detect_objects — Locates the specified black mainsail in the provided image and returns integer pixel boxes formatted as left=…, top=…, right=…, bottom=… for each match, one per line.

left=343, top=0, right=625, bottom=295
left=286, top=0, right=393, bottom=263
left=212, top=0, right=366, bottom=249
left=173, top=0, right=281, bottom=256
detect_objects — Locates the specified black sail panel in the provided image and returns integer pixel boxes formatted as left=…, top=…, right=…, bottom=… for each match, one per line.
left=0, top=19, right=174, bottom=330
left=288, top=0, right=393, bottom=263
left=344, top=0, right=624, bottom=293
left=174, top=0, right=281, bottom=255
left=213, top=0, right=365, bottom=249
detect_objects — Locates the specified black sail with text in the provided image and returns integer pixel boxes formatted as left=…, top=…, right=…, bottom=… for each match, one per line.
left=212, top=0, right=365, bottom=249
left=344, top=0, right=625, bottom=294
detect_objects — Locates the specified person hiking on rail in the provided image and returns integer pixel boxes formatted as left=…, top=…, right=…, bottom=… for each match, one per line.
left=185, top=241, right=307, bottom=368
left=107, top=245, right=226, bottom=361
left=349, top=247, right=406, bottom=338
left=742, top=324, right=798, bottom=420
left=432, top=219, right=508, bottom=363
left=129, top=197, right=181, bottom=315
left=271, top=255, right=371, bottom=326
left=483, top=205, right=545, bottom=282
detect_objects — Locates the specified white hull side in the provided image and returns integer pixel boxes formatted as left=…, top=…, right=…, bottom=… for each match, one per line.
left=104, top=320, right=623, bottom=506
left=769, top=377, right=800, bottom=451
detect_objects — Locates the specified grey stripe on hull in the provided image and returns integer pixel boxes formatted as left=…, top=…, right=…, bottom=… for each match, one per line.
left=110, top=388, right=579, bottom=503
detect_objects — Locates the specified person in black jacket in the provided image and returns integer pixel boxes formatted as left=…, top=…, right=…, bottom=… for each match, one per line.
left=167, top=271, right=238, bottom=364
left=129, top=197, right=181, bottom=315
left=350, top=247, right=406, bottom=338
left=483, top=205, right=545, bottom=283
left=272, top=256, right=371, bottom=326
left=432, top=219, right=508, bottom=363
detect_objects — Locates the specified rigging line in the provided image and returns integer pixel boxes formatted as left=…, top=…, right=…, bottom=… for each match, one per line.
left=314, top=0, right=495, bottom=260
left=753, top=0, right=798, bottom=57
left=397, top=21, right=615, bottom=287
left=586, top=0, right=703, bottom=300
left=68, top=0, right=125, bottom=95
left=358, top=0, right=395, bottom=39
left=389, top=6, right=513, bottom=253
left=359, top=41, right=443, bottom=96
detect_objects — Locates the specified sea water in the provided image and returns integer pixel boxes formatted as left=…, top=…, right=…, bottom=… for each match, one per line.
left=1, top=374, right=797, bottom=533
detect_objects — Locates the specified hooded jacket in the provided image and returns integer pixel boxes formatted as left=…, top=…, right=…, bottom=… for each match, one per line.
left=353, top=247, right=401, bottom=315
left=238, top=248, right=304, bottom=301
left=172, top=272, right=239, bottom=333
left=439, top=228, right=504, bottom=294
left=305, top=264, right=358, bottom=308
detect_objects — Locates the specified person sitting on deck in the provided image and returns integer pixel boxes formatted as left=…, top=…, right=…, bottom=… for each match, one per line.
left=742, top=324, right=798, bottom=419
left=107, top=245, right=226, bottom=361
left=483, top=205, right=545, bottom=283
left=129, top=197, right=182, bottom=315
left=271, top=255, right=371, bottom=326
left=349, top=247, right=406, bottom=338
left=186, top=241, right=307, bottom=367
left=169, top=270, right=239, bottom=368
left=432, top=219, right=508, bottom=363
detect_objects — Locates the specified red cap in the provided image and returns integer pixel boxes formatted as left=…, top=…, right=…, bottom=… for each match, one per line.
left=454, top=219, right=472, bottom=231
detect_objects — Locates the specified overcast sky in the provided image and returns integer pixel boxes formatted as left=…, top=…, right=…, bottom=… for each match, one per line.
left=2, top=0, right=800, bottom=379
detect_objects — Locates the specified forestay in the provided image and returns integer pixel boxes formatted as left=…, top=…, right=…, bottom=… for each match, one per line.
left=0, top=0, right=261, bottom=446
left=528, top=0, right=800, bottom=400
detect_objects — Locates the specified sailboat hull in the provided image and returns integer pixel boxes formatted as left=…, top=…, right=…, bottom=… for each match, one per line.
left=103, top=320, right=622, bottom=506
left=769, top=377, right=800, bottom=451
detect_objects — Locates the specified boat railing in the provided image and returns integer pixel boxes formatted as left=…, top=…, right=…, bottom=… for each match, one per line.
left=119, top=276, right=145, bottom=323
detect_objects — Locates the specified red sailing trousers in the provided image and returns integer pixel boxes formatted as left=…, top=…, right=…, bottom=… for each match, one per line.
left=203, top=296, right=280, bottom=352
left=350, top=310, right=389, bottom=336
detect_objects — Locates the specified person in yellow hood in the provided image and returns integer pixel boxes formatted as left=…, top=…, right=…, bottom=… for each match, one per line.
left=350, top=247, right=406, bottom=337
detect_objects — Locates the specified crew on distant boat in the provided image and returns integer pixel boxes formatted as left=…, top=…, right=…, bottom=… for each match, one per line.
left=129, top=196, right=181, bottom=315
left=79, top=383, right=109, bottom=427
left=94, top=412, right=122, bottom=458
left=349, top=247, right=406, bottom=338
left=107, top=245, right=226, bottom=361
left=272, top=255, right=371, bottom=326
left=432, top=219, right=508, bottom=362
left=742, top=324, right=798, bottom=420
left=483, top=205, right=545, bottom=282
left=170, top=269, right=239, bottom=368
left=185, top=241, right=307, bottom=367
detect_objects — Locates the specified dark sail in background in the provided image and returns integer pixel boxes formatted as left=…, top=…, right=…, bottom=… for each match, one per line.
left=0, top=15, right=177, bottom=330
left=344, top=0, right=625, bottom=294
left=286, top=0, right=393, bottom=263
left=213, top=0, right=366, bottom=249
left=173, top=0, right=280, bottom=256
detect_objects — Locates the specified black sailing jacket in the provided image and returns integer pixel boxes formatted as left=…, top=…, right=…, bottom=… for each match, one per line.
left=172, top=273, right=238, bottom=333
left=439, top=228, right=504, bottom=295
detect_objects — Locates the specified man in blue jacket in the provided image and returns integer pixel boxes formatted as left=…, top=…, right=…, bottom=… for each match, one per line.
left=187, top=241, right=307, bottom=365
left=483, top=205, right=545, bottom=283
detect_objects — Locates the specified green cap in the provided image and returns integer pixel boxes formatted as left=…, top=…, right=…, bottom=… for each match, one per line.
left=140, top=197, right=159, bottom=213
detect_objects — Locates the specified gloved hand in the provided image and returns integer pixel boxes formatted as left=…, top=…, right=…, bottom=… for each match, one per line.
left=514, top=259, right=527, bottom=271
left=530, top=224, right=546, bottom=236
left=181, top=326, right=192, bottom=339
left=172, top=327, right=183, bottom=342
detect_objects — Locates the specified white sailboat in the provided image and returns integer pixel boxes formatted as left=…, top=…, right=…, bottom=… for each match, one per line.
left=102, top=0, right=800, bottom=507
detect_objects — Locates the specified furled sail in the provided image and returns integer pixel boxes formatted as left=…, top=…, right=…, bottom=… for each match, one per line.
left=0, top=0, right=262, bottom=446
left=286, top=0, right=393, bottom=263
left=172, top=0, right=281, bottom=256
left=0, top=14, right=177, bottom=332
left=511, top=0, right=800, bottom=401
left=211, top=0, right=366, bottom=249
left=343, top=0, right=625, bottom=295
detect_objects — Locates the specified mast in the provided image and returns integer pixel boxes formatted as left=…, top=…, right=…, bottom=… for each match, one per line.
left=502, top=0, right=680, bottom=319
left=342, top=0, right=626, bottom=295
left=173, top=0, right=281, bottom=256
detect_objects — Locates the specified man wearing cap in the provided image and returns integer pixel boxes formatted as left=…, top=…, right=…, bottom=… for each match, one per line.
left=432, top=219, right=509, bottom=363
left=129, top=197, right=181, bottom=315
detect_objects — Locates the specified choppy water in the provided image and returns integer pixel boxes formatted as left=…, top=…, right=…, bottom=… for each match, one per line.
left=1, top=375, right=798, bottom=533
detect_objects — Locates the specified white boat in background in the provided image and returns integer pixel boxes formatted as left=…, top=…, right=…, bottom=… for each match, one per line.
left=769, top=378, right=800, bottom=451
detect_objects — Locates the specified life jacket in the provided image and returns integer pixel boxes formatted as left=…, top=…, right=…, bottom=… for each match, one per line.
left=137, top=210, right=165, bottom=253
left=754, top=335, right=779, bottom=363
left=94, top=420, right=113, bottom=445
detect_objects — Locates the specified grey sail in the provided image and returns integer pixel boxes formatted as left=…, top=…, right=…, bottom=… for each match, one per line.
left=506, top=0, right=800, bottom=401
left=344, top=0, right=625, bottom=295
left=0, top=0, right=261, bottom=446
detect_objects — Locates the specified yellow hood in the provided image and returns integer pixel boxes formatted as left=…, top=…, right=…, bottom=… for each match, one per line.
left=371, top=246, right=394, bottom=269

-------

Exercise brief =
All lines from the one containing "detect_objects — Locates the specified white boat" through the end of the data, and no others, are to be given again word for word.

Result below =
detect_objects — Locates the specified white boat in background in the provided image and returns integer pixel boxes formatted as left=…, top=…, right=…, bottom=… for each match, one per line.
left=769, top=378, right=800, bottom=451
detect_objects — Locates the specified life jacket in the provided image and returns integer pixel boxes formatted as left=…, top=…, right=…, bottom=… for each match, one per line.
left=137, top=210, right=165, bottom=253
left=754, top=335, right=779, bottom=363
left=94, top=420, right=113, bottom=445
detect_objects — Locates the specified grey sail in the provided image and returns integer pixel boxes formatted as left=…, top=…, right=…, bottom=… for each match, one per line.
left=506, top=0, right=800, bottom=401
left=344, top=0, right=625, bottom=295
left=0, top=0, right=261, bottom=446
detect_objects — Locates the specified yellow hood in the provided image and returns integer pixel boxes formatted as left=…, top=…, right=…, bottom=… for each match, one per line.
left=371, top=246, right=394, bottom=269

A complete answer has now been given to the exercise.